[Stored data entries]

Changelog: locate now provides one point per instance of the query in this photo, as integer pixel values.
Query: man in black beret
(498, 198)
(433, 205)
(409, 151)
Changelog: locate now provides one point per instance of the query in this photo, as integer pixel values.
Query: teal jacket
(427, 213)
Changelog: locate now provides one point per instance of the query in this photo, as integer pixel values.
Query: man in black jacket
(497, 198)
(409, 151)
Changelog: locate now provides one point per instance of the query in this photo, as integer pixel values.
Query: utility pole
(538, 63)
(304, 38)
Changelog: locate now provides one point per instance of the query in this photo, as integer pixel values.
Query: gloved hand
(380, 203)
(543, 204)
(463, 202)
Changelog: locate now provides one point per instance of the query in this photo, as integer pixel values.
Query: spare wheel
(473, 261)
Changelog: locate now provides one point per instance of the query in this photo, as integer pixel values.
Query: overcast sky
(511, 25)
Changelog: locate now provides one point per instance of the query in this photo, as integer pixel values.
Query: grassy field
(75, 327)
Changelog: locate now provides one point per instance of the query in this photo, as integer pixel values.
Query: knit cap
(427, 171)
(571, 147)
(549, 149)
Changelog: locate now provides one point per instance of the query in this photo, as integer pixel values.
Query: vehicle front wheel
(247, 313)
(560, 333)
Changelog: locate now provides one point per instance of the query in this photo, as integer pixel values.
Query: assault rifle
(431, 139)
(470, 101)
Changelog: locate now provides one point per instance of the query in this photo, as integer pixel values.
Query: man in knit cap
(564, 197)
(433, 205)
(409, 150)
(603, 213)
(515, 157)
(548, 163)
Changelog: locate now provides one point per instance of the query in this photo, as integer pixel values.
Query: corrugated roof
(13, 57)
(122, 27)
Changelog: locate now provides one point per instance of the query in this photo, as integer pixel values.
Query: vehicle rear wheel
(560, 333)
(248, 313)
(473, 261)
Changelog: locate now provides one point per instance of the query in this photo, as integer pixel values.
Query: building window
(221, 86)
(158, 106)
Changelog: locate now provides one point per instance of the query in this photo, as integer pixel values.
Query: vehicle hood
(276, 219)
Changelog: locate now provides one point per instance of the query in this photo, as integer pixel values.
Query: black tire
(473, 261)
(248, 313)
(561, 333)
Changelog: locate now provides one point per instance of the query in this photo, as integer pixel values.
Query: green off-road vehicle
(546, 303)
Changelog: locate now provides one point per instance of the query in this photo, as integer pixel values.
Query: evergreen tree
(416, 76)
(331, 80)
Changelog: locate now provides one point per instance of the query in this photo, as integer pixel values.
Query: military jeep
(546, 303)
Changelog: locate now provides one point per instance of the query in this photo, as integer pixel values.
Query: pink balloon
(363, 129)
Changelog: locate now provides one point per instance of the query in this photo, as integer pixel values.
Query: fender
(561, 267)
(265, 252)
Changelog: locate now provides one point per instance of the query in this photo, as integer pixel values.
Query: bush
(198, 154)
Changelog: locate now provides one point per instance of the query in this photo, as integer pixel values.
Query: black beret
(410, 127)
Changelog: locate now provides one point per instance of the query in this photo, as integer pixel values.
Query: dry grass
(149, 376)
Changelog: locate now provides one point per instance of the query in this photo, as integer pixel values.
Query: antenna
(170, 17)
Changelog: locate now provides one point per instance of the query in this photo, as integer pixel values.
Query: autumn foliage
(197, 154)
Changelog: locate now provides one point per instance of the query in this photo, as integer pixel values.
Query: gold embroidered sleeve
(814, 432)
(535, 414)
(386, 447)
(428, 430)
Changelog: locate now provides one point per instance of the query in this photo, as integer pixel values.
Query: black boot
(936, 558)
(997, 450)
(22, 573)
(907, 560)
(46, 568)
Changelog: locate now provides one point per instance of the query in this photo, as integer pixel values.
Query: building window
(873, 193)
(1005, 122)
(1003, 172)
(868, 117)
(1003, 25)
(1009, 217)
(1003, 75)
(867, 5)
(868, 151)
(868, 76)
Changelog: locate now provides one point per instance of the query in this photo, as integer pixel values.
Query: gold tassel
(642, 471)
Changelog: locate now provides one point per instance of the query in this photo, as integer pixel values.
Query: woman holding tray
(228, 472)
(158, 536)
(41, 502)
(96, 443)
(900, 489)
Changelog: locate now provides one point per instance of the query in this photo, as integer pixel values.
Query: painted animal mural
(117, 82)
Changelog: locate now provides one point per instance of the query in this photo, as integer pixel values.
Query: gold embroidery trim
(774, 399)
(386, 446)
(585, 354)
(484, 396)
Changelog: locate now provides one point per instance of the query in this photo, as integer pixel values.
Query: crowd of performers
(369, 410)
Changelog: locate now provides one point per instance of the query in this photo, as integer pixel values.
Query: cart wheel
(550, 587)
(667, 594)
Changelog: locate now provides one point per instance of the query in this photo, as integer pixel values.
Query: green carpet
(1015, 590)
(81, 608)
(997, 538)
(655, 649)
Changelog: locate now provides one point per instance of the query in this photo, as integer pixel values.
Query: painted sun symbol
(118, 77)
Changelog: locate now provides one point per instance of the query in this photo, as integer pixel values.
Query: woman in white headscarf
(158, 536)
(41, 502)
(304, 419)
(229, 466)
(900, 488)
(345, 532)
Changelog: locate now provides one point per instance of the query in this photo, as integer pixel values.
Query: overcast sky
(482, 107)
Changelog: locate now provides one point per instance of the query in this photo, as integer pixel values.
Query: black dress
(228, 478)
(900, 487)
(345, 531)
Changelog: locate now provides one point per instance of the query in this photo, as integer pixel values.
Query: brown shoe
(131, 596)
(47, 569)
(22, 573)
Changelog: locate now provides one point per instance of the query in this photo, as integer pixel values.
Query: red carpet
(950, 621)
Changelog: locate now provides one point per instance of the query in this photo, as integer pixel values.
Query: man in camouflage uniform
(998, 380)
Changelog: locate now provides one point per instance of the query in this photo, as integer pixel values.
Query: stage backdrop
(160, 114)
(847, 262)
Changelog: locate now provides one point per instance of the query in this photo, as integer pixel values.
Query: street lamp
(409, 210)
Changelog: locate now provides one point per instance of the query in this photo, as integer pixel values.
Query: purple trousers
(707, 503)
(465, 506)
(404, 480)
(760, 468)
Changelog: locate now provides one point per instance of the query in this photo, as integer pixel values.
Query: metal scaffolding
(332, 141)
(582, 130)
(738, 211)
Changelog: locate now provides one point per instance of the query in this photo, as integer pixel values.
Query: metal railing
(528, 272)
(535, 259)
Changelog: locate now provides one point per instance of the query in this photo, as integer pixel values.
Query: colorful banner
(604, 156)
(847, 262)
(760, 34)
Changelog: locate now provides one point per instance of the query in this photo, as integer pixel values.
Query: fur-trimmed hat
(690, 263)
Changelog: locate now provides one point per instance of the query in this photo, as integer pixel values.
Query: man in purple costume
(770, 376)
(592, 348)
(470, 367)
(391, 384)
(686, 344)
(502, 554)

ABOUT THIS TASK:
Take each record above and return it verbatim.

ANSWER AREA:
Changelog: locate now provides one point per instance of the query in this photo, as integer pixel values.
Query: man in black beret
(498, 198)
(433, 205)
(409, 151)
Changelog: locate now provides one point per instance of the query in this photo, as integer pixel values.
Query: teal jacket
(427, 213)
Changelog: locate now provides one point per instance of the query in this photo, as integer pixel values.
Query: man in black jacket
(497, 198)
(409, 151)
Changelog: locate now provides one point per instance of the query in this photo, as integer pixel values.
Query: utility pole
(538, 63)
(304, 38)
Changelog: locate now provides one point per instance of the query in this photo, as integer pixel values.
Query: gloved hand
(380, 203)
(543, 204)
(463, 202)
Changelog: locate now provides one point per instance of the query in this photo, as integer pixel values.
Query: spare wheel
(473, 261)
Changelog: locate now provides one point per instance of the query in this photo, as integer pixel values.
Query: overcast sky
(511, 25)
Changelog: locate now provides one point per instance of the query in this photo, as integer pixel values.
Query: grassy field
(75, 327)
Changelog: locate now provides one point per instance of the query in this photo, as integer pixel values.
Query: knit cap
(427, 171)
(571, 147)
(549, 149)
Changelog: locate now provides one point per instance of the query in this photo, as integer pixel values.
Query: vehicle front wheel
(247, 313)
(560, 333)
Changelog: locate now provides one point per instance of the query in this photo, as integer pixel values.
Query: assault rifle
(431, 139)
(470, 101)
Changelog: locate now provides one point per instance of the query in this photo, as integer pixel values.
Query: man in knit cap
(564, 197)
(433, 205)
(409, 150)
(603, 213)
(515, 157)
(548, 163)
Changelog: locate now provides one point per instance of the query in this photo, as integer pixel values.
Query: corrugated roof
(13, 57)
(122, 27)
Changelog: locate now provides one point per instance of the query in this photo, as integer pixel values.
Query: vehicle rear wheel
(560, 333)
(248, 313)
(473, 261)
Changelog: locate now provides one point per instance of the query in this photo, as integer pixel values.
Query: building window
(221, 86)
(158, 106)
Changelog: locate now provides one point per instance of the query in this photo, as integer pixel values.
Query: vehicle hood
(276, 219)
Changelog: locate now provides one point per instance of the query in this photo, as integer pixel values.
Query: black tire
(473, 261)
(248, 313)
(561, 333)
Changelog: locate now provides one point per instance of the query in this photo, as integer pixel values.
Query: green off-road vehicle
(546, 303)
Changelog: locate now provides one point per instance of the query in this photo, as integer pixel values.
Query: evergreen tree
(416, 76)
(331, 80)
Changelog: locate now provides one point per instance of the query in this photo, as integer pixel values.
Query: military jeep
(546, 303)
Changelog: locate now provides one point per instance of the query in this photo, as integer pixel values.
Query: pink balloon
(363, 129)
Changelog: locate now provides one point per instance of the query in this photo, as integer pixel values.
Query: fender
(561, 267)
(265, 252)
Changelog: locate now provides one point per instance of the query in this photo, as integer pixel values.
Query: bush
(198, 154)
Changelog: locate now provides one point per instance of the query in this photo, as integer pixel values.
Query: black beret
(410, 127)
Changelog: locate now provides one point per instance of the query in this photo, as integer pixel values.
Query: dry grass
(149, 376)
Changelog: locate now provides one point per instance of the query in this photo, as integer pixel values.
Query: antenna
(170, 17)
Changelog: locate now provides one point per instance of the query in this photo, as integer pixel values.
Query: autumn foliage
(197, 154)
Changelog: locate now provides one point per instance of the query in this photo, as integer pixel values.
Query: gold embroidered sleeve
(814, 432)
(535, 414)
(386, 447)
(428, 430)
Changelog: locate now provides one point per instance of the query in this photo, as integer pixel values.
Query: black boot
(936, 558)
(997, 450)
(22, 573)
(907, 560)
(46, 568)
Changelog: locate now provides one point per instance of the query in this photo, as integer pixel values.
Query: building window
(873, 193)
(1005, 122)
(1003, 172)
(868, 117)
(1003, 25)
(1009, 217)
(1003, 75)
(867, 5)
(868, 151)
(868, 76)
Changelog: locate now provides one point per instance of the query in this photo, as integer pixel values.
Query: gold tassel
(642, 471)
Changelog: locate now provides one point per instance of the query in this photo, as integer pixel values.
Query: woman holding tray
(228, 472)
(158, 536)
(41, 502)
(96, 443)
(900, 489)
Changelog: locate now provides one point per instance of the query in this photo, as integer pixel values.
Query: painted animal mural
(117, 82)
Changelog: locate now provides one point per instance of the query in this photo, as integer pixel values.
Query: gold embroidery trim
(774, 399)
(386, 446)
(585, 354)
(484, 396)
Changelog: locate now provides one point per instance of the query in this photo, as integer pixel values.
Query: crowd of performers
(369, 410)
Changelog: locate now provides one point per instance of the query in this photo, as integer pixel values.
Query: cart wheel
(550, 587)
(667, 594)
Changelog: locate now provides one point per instance of the query in this photo, as integer pixel values.
Query: green carpet
(1015, 590)
(81, 608)
(997, 538)
(655, 649)
Changelog: locate now provides one point per instance of the query in this photo, as integer pixel values.
Query: painted sun symbol
(118, 77)
Changelog: locate now provides one point per instance of the query in this photo, as integer pixel values.
Query: woman in white headscarf
(158, 536)
(41, 502)
(304, 419)
(229, 466)
(900, 488)
(345, 532)
Changelog: locate now provides one point per instance of the query in this photo, as integer pixel values.
Query: overcast sky
(482, 107)
Changelog: locate now provides one point per instance of the query in this photo, as integer pixel values.
Query: black dress
(228, 478)
(900, 487)
(345, 531)
Changelog: locate now provides one point per instance of the query in this photo, as integer pixel values.
Query: brown shoe
(131, 596)
(47, 569)
(22, 573)
Changelog: locate now provides one point per instance of the query in this photo, as integer pixel values.
Query: red carpet
(950, 621)
Changelog: locate now provides one point per instance of the query in this photo, as integer pixel values.
Query: man in camouflage uniform
(998, 380)
Changelog: locate now provides one point per instance of the query in this photo, as integer pixel values.
Query: stage backdrop
(160, 114)
(847, 262)
Changelog: locate now provides one point per instance of the query in this photo, as integer pixel values.
Query: street lamp
(409, 210)
Changelog: locate now provides one point per instance of the query in this photo, as integer pixel values.
Query: purple trousers
(707, 503)
(465, 506)
(404, 480)
(760, 468)
Changelog: locate now provides one point per instance of the query in this photo, as integer pixel values.
Query: metal scaffolding
(332, 141)
(582, 130)
(738, 211)
Changelog: locate now provides one point per instance of the query in this photo, as integer pixel values.
Query: metal railing
(528, 272)
(535, 259)
Changelog: locate now provides one point per instance of the query in this photo, as integer pixel values.
Query: colorful banner
(604, 156)
(847, 262)
(760, 34)
Changelog: locate now provides one point per instance of the query in this photo, as integer pixel values.
Query: fur-trimmed hat
(690, 263)
Changelog: locate now provides one point per instance of the query in this photo, as integer pixel values.
Query: man in purple costume
(770, 376)
(592, 348)
(470, 367)
(391, 384)
(686, 344)
(502, 554)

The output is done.